RECHTBANK ZWOLLE-LELYSTAD
Sector Bestuursrecht,
Enkelvoudige Geheimhoudingskamer
Registratienummer: Awb 07/854
BESLISSING EX ARTIKEL 8:29, LID 3 VAN DE ALGEMENE WET BESTUURSRECHT
A te B,
eiser,
gemachtigde mr. D. Duijvelshoff, advocaat te Almere,
de Minister van Justitie,
verweerder.
1.Loop van de procedure tot heden.
Eiser voert een beroepsprocedure tegen de weigering van verweerder hem een Verklaring Omtrent het Gedrag (VOG) te verstrekken, die hij nodig heeft om te kunnen werken als pedagogisch medewerker. Blijkens het besluit tot weigering van de VOG heeft verweerder zich gebaseerd op het zogenaamde uitreksel CJD, waarin een voorwaardelijk sepot staat vermeld in verband met een zedenzaak, en op nadere informatie van het Openbaar Ministerie (OM).
Het uittreksel CJD, waarvoor aanvankelijk ook een 8:29 verzoek was gedaan, is inmiddels met toestemming van verweerder om proceseconomische redenen aan eisers gemachtigde toegezonden. De griffier van de enkelvoudige kamer die de zaak behandelt heeft bovengenoemde nadere informatie van het OM bij verweerder opgevraagd, waarna verweerder een stuk, afkomstig van het parket te Utrecht, aan de rechtbank heeft gefaxed, tesamen met verweerders (standaard)verzoek om informatie met antwoordformulier. Met betrekking tot deze drie stukken heeft verweerder de rechtbank op grond van artikel 8:29, lid 1, van de Algemene wet bestuursrecht (Awb) verzocht te bepalen dat vanwege gewichtige redenen alleen de rechtbank daarvan kennis zal mogen nemen.

• **OP TE LOSSEN**
Schrijf de beslissing van de rechtbank hierboven woord voor woord over.

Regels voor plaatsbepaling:

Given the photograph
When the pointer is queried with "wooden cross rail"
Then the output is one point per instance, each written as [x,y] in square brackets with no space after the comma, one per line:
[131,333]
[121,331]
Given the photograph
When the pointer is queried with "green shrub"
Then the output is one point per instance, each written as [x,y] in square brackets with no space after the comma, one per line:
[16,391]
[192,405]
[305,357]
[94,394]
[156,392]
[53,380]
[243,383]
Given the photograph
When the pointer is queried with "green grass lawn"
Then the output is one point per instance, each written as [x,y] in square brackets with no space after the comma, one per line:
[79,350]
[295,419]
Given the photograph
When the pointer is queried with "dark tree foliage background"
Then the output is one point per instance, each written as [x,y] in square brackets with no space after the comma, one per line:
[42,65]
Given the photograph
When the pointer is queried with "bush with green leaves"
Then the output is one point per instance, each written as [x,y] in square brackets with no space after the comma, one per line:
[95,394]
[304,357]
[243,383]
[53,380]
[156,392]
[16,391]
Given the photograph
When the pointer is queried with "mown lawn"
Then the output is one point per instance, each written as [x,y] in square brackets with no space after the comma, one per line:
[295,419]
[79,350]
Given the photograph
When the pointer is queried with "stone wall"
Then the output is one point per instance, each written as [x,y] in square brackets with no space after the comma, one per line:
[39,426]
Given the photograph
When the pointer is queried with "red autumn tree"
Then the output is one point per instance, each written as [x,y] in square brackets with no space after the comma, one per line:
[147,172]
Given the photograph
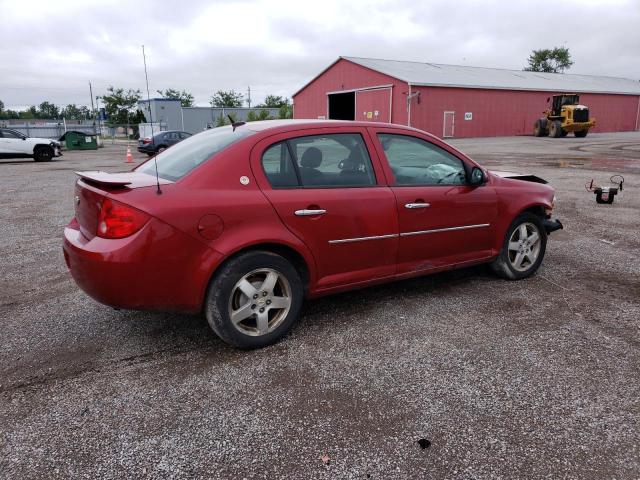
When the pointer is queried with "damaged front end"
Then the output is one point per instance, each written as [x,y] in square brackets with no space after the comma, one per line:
[550,225]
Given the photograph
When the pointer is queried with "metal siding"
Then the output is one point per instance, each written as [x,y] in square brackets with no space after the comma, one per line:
[506,113]
[311,101]
[372,101]
[463,76]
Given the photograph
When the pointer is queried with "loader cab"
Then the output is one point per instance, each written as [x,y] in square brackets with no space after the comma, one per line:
[560,101]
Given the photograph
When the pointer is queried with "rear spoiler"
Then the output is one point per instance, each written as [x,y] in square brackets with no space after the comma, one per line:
[125,179]
[106,178]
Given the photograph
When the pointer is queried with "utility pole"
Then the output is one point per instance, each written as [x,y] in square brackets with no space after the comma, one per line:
[92,109]
[99,122]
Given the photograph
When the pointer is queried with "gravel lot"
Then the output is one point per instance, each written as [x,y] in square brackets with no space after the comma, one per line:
[530,379]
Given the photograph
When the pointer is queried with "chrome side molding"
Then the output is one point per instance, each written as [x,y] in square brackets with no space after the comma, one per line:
[449,229]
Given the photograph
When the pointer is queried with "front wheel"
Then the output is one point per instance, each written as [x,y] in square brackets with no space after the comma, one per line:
[254,300]
[555,129]
[43,154]
[523,249]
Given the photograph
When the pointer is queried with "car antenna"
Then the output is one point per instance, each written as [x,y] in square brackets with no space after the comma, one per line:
[235,124]
[155,160]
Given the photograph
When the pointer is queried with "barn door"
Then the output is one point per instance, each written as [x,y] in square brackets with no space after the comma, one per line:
[374,105]
[449,124]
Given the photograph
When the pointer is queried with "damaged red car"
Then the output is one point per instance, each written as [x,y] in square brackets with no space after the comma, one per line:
[244,222]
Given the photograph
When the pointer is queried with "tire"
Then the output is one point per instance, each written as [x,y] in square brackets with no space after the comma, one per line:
[43,154]
[513,263]
[555,129]
[540,128]
[237,289]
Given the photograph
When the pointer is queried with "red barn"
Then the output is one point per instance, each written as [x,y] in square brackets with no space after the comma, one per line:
[459,101]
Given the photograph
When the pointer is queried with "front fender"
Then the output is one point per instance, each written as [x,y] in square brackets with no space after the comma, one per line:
[515,197]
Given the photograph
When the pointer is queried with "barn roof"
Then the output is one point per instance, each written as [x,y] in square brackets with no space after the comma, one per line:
[433,74]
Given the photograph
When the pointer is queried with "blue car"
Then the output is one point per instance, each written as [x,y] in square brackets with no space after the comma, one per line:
[161,141]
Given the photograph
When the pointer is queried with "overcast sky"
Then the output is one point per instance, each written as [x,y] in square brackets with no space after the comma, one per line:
[50,50]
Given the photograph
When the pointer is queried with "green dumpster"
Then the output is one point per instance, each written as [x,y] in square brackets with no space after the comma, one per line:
[80,141]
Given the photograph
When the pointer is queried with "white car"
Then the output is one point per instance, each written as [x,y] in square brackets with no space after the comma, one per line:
[14,144]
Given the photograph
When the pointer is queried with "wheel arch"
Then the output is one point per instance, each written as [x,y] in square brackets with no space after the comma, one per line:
[41,145]
[297,259]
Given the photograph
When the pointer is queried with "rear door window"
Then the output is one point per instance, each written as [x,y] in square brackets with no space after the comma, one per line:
[278,166]
[415,161]
[336,160]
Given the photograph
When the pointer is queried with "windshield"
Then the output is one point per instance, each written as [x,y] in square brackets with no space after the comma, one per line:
[7,133]
[175,162]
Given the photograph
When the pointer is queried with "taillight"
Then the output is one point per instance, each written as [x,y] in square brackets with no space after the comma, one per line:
[117,220]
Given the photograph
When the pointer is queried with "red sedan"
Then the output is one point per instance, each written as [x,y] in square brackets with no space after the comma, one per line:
[244,222]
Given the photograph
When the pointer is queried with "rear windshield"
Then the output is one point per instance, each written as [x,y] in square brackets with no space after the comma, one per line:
[175,162]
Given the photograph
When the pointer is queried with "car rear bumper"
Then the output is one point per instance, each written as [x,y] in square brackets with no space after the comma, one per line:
[157,268]
[552,225]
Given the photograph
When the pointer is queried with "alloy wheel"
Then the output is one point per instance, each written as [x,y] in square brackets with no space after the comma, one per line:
[259,302]
[524,247]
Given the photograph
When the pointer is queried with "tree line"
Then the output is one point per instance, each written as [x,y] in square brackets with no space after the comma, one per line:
[121,106]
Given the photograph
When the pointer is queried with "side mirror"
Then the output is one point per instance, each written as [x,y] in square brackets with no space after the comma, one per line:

• **GESCHREVEN ANTWOORD**
RECHTBANK ZWOLLE-LELYSTAD
Sector Bestuursrecht,
Enkelvoudige Geheimhoudingskamer
Registratienummer: Awb 07/854
BESLISSING EX ARTIKEL 8:29, LID 3 VAN DE ALGEMENE WET BESTUURSRECHT
A te B,
eiser,
gemachtigde mr. D. Duijvelshoff, advocaat te Almere,
de Minister van Justitie,
verweerder.
1.Loop van de procedure tot heden.
Eiser voert een beroepsprocedure tegen de weigering van verweerder hem een Verklaring Omtrent het Gedrag (VOG) te verstrekken, die hij nodig heeft om te kunnen werken als pedagogisch medewerker. Blijkens het besluit tot weigering van de VOG heeft verweerder zich gebaseerd op het zogenaamde uitreksel CJD, waarin een voorwaardelijk sepot staat vermeld in verband met een zedenzaak, en op nadere informatie van het Openbaar Ministerie (OM).
Het uittreksel CJD, waarvoor aanvankelijk ook een 8:29 verzoek was gedaan, is inmiddels met toestemming van verweerder om proceseconomische redenen aan eisers gemachtigde toegezonden. De griffier van de enkelvoudige kamer die de zaak behandelt heeft bovengenoemde nadere informatie van het OM bij verweerder opgevraagd, waarna verweerder een stuk, afkomstig van het parket te Utrecht, aan de rechtbank heeft gefaxed, tesamen met verweerders (standaard)verzoek om informatie met antwoordformulier. Met betrekking tot deze drie stukken heeft verweerder de rechtbank op grond van artikel 8:29, lid 1, van de Algemene wet bestuursrecht (Awb) verzocht te bepalen dat vanwege gewichtige redenen alleen de rechtbank daarvan kennis zal mogen nemen.